### EXCERPT PROVIDED
Even those companies who’ve managed to lower their topline risk profile through crisis preparation aren’t out of the woods yet. That’s because when crisis finally strikes, it moves fast – really fast. Quick decisions are required. And those decisions will be made in a high-stakes environment (possibly the highest), where information is limited, stress is acute, and scrutiny is intense. Teams rarely make decisions in those conditions.
The specificity of crisis calls for a wholly different decision-making framework than the one practiced in everyday business. People don’t often realize this. The decision making of everyday business, mostly learned through (lows-takes) trial and error, relies on a standardized, problemsolving model. The model is relatively straightforward. In it, the decision maker proceeds pretty linearly: problem-definition to intelligence gathering to further consideration to decision and finally to implementationii.
Figure 1. Decision making in everyday business.
Not so with crisis. As highly ambiguous events, crises must be handled intuitively, as well as rationally. Here, veteran crisis teams often rely on pattern recognition to make effective decisions in crisis, i.e. matching the active crisis with past experiences and recalibrating their processes as the crisis evolves.

### THE DATA
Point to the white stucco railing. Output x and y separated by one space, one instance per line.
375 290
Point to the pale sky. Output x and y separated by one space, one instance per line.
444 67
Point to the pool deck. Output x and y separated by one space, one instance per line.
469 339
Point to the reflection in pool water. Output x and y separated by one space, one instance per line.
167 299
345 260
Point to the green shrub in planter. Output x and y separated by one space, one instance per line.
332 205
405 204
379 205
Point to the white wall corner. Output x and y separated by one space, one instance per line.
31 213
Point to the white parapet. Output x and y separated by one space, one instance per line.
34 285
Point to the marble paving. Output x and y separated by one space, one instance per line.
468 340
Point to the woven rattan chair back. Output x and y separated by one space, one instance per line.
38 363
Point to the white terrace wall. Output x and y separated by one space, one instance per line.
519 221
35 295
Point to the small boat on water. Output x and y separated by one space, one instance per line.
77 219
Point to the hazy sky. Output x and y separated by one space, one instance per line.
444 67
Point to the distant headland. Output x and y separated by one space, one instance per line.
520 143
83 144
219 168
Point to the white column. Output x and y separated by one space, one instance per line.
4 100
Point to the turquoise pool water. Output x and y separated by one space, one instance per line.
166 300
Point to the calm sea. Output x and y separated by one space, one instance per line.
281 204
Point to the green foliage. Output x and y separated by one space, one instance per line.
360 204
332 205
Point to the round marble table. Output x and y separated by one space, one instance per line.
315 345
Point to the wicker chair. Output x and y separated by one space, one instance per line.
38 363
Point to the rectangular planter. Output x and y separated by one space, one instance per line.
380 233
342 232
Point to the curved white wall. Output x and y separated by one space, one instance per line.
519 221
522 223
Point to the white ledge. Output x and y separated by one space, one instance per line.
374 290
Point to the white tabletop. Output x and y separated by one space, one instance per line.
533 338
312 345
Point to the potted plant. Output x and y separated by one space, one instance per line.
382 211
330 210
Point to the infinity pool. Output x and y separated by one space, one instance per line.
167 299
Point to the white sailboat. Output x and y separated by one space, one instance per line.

### REQUIREMENTS
1) Please change "straightforward" to "simple" in the crisis decision-making excerpt between "The specificity of" and "finally to implementationii.", inclusive, and give that part again.
2) Recast the rows between the line holding "Point to the round" and the last row, inclusive, as a Markdown table with columns n and Line. Number each line, and leave out blank lines.
The crisis decision-making excerpt and the rows are unrelated material.

### SOLUTIONS BY TASK
1)
The specificity of crisis calls for a wholly different decision-making framework than the one practiced in everyday business. People don’t often realize this. The decision making of everyday business, mostly learned through (lows-takes) trial and error, relies on a standardized, problemsolving model. The model is relatively simple. In it, the decision maker proceeds pretty linearly: problem-definition to intelligence gathering to further consideration to decision and finally to implementationii.

2)
| n | Line |
|---|---|
| 1 | Point to the round marble table. Output x and y separated by one space, one instance per line. |
| 2 | 315 345 |
| 3 | Point to the wicker chair. Output x and y separated by one space, one instance per line. |
| 4 | 38 363 |
| 5 | Point to the rectangular planter. Output x and y separated by one space, one instance per line. |
| 6 | 380 233 |
| 7 | 342 232 |
| 8 | Point to the curved white wall. Output x and y separated by one space, one instance per line. |
| 9 | 519 221 |
| 10 | 522 223 |
| 11 | Point to the white ledge. Output x and y separated by one space, one instance per line. |
| 12 | 374 290 |
| 13 | Point to the white tabletop. Output x and y separated by one space, one instance per line. |
| 14 | 533 338 |
| 15 | 312 345 |
| 16 | Point to the potted plant. Output x and y separated by one space, one instance per line. |
| 17 | 382 211 |
| 18 | 330 210 |
| 19 | Point to the infinity pool. Output x and y separated by one space, one instance per line. |
| 20 | 167 299 |
| 21 | Point to the white sailboat. Output x and y separated by one space, one instance per line. |